------ DATASET EXCERPTS ------

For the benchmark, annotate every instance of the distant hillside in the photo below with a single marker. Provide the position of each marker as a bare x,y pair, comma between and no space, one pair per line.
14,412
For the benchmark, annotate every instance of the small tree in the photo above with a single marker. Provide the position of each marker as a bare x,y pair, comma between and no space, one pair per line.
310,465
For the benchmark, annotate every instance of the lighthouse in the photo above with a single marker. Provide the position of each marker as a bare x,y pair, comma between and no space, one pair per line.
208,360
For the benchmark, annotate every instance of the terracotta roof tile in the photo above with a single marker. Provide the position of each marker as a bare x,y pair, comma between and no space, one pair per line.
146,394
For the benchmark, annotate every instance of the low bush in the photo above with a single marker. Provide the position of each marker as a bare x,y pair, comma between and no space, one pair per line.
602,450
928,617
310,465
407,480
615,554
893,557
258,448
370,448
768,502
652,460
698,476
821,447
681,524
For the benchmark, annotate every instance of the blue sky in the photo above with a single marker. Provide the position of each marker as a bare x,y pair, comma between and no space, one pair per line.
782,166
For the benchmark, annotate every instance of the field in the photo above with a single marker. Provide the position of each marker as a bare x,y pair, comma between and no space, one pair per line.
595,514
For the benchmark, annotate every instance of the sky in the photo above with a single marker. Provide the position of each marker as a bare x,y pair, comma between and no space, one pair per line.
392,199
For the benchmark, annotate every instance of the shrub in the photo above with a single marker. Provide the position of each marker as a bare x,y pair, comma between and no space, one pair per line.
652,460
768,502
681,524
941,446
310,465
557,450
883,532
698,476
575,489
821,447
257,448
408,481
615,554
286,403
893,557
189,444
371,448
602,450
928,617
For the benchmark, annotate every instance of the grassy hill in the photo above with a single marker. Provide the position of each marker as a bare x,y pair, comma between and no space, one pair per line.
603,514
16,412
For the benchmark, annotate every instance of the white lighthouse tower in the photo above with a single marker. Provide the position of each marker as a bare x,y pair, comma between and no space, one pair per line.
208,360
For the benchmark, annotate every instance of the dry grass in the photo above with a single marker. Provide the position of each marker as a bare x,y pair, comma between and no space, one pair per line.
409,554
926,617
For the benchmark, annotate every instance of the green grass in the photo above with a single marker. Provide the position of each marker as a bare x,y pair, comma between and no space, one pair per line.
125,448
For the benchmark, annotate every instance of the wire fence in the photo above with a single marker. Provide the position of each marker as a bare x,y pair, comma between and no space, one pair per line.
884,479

------

Swap "single marker" for "single dot" everywhere in the material above, and give it again with nothing else changed.

For the benchmark, annotate every instance of the distant hillside in the photo below with a single dot. Provide the position of each marker as a bare x,y pair, comma between and no space, one pair per line.
14,412
For the benchmark, annotate every instance of the small tree in the photo above with a single dot. Provide the position of each marker as a bare x,y pair, comma between and no space, one pair per line.
310,465
For the benchmark, annotate every instance of the lighthouse in the photo above with a single dot. Provide the position of each marker as a bare x,y pair, comma between and no space, one pair per line.
208,360
For the benchmark, annotate every instance of the terracotta roof tile in the photo above with a single dot. Provide the position of each marker as a bare x,y pair, comma between and no space, one pair per line.
146,394
For the benchmark, annotate every instance of the low bush in the photo above with a single dot. Provide the position of each marker as a bare x,y pair, comma between and no space, one pair per line.
602,450
928,617
310,465
407,480
615,554
893,557
258,448
370,448
768,502
652,460
698,476
821,447
681,524
For the benchmark, annotate every instance of the blue sky in the photo above with a single dot. Provide the position of each marker as a bare x,y pair, comma between and no space, one pair per line.
782,166
For the benchmark, annotate every instance of the field in the photo above with a single dot. Provide the position of each marker as a bare x,y pair, comma between and no space, one pair per line.
595,514
For the benchmark, annotate every instance of the sky in the photo above with a single dot. Provide the position of each marker as a bare x,y pair, comma between and no space, one pair per line.
392,199
For the benchmark, annotate every instance of the shrub in the photo above with a single dot. Provide the position of each marker as a bare x,y pair, comma between and no space, one pair per line.
652,460
768,502
681,524
941,446
310,465
557,450
883,532
698,476
575,489
821,447
257,448
408,481
615,554
286,403
893,557
189,444
371,448
602,450
928,617
For the benchmark, annotate every instance of the grassy hill in the photo above with a single dot. Provide the position of each marker as a bare x,y pair, comma between and no space, one pair per line.
603,514
16,412
For the benchmark, annotate every instance of the white lighthouse tower in the photo above with a single dot. Provide the position of each marker as a bare x,y pair, comma between and no space, one pair per line.
208,360
For the benchmark, annotate every instance of the dry grass in the photo above with a single dot. Provide the position of each marker as a bare x,y pair, comma between and no space, one pair per line.
409,554
926,617
For the benchmark, annotate every instance of the green grass in the photo above with a single dot. Provide the position of each marker as a bare x,y pair, comma between and no space, one pair per line.
125,448
For the benchmark, annotate every instance of the wire fence in the photo above with a single dot. Provide the position of each marker as a bare x,y pair, comma between and no space, one pair per line.
884,479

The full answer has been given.